** Begin INFORMATION SHOWN **
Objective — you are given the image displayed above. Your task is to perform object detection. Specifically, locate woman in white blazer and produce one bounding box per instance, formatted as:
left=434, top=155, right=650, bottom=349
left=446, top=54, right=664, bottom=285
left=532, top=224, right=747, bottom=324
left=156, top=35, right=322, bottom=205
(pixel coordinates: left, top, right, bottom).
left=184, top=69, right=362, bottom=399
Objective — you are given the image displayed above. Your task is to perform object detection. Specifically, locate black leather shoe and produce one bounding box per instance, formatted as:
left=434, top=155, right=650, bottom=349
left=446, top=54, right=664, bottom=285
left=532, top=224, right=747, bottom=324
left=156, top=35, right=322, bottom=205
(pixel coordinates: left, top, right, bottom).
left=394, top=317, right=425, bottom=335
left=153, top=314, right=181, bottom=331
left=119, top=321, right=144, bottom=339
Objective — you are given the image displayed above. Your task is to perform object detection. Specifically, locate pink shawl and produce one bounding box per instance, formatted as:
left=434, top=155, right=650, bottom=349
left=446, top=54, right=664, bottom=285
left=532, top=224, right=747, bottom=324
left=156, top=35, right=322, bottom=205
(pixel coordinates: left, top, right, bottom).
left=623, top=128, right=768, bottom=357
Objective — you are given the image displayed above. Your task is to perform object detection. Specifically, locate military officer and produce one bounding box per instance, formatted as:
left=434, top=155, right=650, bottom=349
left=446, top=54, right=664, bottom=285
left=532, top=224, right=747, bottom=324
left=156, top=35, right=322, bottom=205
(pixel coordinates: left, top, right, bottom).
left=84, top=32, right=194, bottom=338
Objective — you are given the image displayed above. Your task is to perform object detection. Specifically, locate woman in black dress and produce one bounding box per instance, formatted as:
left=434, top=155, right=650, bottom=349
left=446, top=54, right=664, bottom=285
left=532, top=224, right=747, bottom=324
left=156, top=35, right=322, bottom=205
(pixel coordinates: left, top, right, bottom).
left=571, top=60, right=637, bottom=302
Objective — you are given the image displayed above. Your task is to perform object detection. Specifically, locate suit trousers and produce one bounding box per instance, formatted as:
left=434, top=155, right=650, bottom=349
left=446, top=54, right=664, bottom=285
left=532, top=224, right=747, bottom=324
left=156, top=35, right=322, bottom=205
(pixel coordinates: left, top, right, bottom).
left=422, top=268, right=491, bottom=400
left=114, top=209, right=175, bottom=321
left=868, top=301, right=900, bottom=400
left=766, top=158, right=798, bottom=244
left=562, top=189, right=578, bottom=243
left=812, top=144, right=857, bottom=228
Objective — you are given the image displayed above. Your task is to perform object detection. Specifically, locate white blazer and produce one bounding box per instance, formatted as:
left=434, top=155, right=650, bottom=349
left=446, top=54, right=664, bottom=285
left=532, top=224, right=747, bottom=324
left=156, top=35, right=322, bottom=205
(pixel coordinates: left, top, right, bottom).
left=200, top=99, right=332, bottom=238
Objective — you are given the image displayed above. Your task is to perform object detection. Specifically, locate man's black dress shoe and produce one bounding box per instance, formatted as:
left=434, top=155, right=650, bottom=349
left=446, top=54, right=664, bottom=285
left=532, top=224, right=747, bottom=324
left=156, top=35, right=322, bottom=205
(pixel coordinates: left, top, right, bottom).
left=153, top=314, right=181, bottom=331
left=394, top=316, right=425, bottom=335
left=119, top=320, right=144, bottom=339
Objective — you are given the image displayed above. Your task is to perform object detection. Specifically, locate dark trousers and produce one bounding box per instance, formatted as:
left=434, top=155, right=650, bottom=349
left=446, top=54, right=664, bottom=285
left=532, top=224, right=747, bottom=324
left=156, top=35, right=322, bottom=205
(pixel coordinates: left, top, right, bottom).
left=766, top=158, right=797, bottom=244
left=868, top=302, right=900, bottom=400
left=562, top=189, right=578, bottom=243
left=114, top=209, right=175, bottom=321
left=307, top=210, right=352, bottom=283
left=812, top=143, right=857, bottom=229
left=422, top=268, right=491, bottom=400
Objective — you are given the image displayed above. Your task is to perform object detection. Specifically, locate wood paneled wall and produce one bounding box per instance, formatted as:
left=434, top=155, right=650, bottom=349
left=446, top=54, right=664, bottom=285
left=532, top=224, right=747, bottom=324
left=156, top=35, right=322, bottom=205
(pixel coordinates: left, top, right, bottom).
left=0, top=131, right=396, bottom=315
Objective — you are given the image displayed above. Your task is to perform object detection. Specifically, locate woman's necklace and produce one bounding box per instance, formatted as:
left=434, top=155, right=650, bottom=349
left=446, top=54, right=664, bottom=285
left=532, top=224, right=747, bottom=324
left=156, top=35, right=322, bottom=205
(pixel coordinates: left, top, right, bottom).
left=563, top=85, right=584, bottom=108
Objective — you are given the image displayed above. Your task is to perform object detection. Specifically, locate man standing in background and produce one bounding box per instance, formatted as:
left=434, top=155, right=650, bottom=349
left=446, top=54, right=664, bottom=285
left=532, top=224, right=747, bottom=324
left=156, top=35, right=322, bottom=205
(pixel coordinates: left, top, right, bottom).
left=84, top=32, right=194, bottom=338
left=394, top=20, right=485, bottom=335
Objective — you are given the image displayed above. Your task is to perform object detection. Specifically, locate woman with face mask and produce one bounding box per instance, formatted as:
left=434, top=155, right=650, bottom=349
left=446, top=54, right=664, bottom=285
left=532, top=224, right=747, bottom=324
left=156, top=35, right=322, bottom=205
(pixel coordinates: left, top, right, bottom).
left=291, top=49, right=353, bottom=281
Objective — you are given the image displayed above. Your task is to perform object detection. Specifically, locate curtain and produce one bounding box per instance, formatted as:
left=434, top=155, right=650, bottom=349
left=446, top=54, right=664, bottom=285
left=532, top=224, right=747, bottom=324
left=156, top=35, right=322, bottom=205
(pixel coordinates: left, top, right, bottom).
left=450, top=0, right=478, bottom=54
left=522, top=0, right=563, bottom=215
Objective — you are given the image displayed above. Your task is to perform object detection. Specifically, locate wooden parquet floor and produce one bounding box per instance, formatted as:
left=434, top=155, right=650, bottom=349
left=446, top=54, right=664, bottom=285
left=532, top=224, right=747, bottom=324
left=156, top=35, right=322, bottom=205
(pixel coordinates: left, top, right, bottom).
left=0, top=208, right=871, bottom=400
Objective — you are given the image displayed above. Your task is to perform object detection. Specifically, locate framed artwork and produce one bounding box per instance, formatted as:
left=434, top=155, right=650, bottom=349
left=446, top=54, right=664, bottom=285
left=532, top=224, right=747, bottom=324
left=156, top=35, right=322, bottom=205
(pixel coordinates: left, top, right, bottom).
** End INFORMATION SHOWN **
**DIRECTIONS:** State how many lines of the items contain the string "shawl", treating uppercase and lowercase as different, and give only the number.

**RESULT:** 1